Surtout, cette immigration indienne se heurte de plein fouet à l'hostilité des noirs affranchis. Les milliers d'engagés qui commencent à affluer des Indes vers les colonies, (la Martinique en reçoit plus de 25000, la Guadeloupe 40000), exercent une forte pression à la baisse sur les salaires, et viennent directement les concurrencer sur le marché du travail.
Décrétée le 22 mai 1848 en Martinique, l'abolition de l'esclavage entraîne les nouveaux affranchis à déserter quelques temps le travail, pourtant désormais rémunéré, dans les plantations. La canne les rebute. Tout en elle leurs rappelle leur ancienne condition, et beaucoup préfèrent se lancer dans d'autres activités. L''artisanat par exemple, pour les plus chanceux. Les petites exploitations de cultures vivrières, pour les autres.
Cependant, cette grande majorité d'entre-eux, qui survit grâce au petit jardin créole exploité autour de la case, ne peut se contenter indéfiniment de cette seule activité. Bien sûr, les légumes et les fruits ainsi produits, permettent de nourrir la famille. Et vendus au marché, les excédents, quant il y en a, rapportent même un peu d'argent. Mais pour gagner un peu plus, il faut trouver un emploi. Le choix étant assez restreint sur l'île, les affranchis se voient bientôt obligés de retourner dans les champs de canne, demander du travail à leurs anciens propriétaires.
Là, conformément au plan imaginé par les planteurs, les anciens esclaves se retrouvent en concurrence directe avec les coulis indiens. En 1884, plus de 25000 d'entre-eux ayant été importé sur l'île, ils représentent désormais près de 15% de la population totale de la Martinique.

----------------

_TÂCHES À RÉALISER_
a – Recopiez fidèlement le passage du texte sur l'immigration indienne, de « Cependant, cette grande » à « leurs anciens propriétaires. ».
b – D'après le texte sur l'immigration indienne, à quelle date l'abolition de l'esclavage a-t-elle été décrétée en Martinique ?

_Entrées du jeu de données_
----------------

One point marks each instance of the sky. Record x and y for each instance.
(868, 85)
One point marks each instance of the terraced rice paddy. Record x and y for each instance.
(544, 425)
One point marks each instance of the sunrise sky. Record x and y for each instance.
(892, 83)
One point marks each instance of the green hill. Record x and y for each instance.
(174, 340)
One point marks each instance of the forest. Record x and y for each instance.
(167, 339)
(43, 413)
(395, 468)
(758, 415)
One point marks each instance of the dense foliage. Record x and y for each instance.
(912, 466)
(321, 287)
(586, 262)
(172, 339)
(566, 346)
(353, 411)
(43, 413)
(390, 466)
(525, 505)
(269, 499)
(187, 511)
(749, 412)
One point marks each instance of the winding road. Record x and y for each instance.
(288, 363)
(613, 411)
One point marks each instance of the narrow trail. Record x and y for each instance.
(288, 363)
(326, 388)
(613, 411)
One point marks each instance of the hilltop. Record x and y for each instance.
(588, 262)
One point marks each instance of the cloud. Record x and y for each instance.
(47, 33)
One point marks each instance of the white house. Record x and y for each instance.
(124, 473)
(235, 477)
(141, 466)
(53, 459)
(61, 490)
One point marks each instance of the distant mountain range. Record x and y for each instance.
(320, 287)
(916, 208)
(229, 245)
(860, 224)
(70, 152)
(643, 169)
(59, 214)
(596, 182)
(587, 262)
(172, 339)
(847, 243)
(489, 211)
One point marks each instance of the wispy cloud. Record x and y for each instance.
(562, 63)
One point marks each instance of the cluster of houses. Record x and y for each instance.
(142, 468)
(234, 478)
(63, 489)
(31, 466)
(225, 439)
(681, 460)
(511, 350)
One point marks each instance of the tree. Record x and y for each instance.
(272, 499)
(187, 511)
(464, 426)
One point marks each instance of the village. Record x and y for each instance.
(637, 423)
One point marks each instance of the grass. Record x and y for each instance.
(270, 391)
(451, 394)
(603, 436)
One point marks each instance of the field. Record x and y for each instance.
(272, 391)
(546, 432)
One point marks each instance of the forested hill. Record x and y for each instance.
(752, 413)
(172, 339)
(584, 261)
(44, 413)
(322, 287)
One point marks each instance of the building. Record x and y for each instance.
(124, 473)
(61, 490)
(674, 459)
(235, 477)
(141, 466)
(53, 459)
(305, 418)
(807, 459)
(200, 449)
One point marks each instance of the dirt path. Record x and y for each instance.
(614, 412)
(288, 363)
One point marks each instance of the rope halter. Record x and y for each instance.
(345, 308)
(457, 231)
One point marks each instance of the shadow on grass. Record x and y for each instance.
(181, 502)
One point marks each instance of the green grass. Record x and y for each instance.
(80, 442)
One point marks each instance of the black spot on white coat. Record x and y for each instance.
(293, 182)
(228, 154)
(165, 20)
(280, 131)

----------------

_VOS RÉPONSES_
a –
Cependant, cette grande majorité d'entre-eux, qui survit grâce au petit jardin créole exploité autour de la case, ne peut se contenter indéfiniment de cette seule activité. Bien sûr, les légumes et les fruits ainsi produits, permettent de nourrir la famille. Et vendus au marché, les excédents, quant il y en a, rapportent même un peu d'argent. Mais pour gagner un peu plus, il faut trouver un emploi. Le choix étant assez restreint sur l'île, les affranchis se voient bientôt obligés de retourner dans les champs de canne, demander du travail à leurs anciens propriétaires.

b – Le 22 mai 1848.